Point-based annotation data:
* begin *

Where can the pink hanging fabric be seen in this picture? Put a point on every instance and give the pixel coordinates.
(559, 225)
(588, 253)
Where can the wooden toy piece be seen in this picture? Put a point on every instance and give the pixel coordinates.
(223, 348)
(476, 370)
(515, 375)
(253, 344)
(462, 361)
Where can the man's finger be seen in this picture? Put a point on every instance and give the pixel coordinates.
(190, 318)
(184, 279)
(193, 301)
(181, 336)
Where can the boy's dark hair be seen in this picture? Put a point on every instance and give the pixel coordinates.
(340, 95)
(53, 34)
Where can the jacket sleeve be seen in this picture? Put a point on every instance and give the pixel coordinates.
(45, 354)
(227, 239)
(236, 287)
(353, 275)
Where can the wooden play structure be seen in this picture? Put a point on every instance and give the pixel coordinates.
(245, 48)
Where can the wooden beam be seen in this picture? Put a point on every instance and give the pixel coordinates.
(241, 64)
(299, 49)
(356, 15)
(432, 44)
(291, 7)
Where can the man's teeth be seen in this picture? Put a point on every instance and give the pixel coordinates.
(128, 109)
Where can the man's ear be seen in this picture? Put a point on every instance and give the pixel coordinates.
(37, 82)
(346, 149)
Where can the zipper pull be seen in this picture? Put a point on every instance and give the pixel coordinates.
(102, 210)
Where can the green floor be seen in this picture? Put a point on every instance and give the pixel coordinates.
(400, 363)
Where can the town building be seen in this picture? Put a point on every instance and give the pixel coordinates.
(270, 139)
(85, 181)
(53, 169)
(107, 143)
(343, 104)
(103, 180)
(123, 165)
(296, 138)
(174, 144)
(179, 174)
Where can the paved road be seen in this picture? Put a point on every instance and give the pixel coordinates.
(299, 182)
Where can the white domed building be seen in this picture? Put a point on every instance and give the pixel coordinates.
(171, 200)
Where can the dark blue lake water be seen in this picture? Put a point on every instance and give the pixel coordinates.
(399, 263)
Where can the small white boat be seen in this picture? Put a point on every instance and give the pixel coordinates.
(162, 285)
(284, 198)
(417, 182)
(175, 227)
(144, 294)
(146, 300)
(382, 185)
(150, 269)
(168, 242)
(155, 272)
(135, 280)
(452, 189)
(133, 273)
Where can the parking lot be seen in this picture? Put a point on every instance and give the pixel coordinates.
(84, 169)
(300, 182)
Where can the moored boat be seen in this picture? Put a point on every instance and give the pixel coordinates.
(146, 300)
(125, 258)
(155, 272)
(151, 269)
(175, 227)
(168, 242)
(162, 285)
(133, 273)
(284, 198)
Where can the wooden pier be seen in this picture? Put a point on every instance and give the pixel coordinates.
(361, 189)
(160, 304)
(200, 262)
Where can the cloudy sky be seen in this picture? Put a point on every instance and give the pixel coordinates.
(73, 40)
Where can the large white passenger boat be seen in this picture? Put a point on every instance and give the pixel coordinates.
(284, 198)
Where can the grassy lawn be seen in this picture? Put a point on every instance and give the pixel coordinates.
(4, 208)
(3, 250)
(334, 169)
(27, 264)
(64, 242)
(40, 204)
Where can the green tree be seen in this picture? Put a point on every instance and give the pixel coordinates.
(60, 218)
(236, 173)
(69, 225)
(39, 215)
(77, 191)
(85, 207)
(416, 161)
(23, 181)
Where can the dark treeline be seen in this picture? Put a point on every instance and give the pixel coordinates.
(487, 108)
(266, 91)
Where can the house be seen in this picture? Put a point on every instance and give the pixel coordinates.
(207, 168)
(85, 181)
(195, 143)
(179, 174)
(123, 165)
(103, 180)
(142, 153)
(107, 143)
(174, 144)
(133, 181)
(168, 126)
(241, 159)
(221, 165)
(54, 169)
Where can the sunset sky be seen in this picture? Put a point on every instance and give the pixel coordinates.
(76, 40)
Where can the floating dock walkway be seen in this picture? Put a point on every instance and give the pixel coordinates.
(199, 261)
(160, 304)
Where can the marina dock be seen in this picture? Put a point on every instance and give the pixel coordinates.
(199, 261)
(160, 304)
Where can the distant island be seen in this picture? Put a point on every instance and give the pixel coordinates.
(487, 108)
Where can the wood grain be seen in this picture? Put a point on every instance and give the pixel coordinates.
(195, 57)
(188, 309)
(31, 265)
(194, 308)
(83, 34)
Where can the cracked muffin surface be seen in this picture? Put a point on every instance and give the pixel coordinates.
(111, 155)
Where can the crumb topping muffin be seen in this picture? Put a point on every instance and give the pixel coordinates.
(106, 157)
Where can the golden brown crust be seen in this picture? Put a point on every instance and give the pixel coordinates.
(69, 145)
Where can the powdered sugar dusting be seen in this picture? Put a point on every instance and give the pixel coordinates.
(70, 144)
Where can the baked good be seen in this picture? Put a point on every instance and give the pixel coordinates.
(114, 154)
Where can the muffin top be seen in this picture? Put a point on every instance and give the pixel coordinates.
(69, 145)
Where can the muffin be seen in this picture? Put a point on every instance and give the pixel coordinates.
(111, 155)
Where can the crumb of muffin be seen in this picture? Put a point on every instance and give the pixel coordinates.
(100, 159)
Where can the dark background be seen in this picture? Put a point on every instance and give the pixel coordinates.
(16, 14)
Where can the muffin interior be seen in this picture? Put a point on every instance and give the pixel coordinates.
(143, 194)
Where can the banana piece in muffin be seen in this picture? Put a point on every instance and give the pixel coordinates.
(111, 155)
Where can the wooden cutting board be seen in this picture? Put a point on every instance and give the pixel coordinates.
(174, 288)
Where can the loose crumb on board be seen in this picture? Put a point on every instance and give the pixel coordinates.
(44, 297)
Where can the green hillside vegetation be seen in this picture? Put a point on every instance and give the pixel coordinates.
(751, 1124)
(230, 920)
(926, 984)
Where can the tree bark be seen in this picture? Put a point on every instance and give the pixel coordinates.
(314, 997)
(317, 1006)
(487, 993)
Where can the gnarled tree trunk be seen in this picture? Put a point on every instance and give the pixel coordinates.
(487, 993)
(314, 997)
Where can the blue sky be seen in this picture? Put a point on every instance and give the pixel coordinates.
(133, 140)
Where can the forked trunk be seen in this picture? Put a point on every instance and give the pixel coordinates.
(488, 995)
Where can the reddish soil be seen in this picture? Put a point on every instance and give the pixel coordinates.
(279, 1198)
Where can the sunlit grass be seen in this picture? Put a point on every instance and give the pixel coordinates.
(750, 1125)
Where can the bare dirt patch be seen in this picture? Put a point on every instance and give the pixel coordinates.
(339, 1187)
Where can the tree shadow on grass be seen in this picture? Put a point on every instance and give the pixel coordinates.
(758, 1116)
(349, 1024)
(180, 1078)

* end *

* [Do this]
Reproduce verbatim everything from the line containing "Where can the tree bark" down to the final line of the items.

* [Solution for this problem]
Where can the tree bark be seen in this picture? Put a point on every instance and give the pixel coordinates.
(314, 997)
(317, 1006)
(487, 993)
Where can the gnarled tree trunk be seen in this picture? Put a point on every instance and give the pixel coordinates.
(487, 993)
(314, 997)
Where can the blue sky be seen in this picture? Put a point on every instance and give the pixel coordinates.
(133, 140)
Where can the forked trunk be seen in this picture? Put a point on every instance and give the pixel coordinates.
(488, 995)
Where can the reddish soil be seen in this picture? Put a point on every instance and give the pixel coordinates.
(279, 1198)
Where can the sunlit grass be seen in this picture? Put a point on every instance and give the pixel coordinates.
(750, 1125)
Where can the bare dirt patch be seen in this picture? Put a point on every instance and give the pixel coordinates.
(339, 1187)
Where can the tree shadow on grass be seen in this picture? Put a point on every instance and give the pixel coordinates.
(758, 1116)
(349, 1024)
(180, 1078)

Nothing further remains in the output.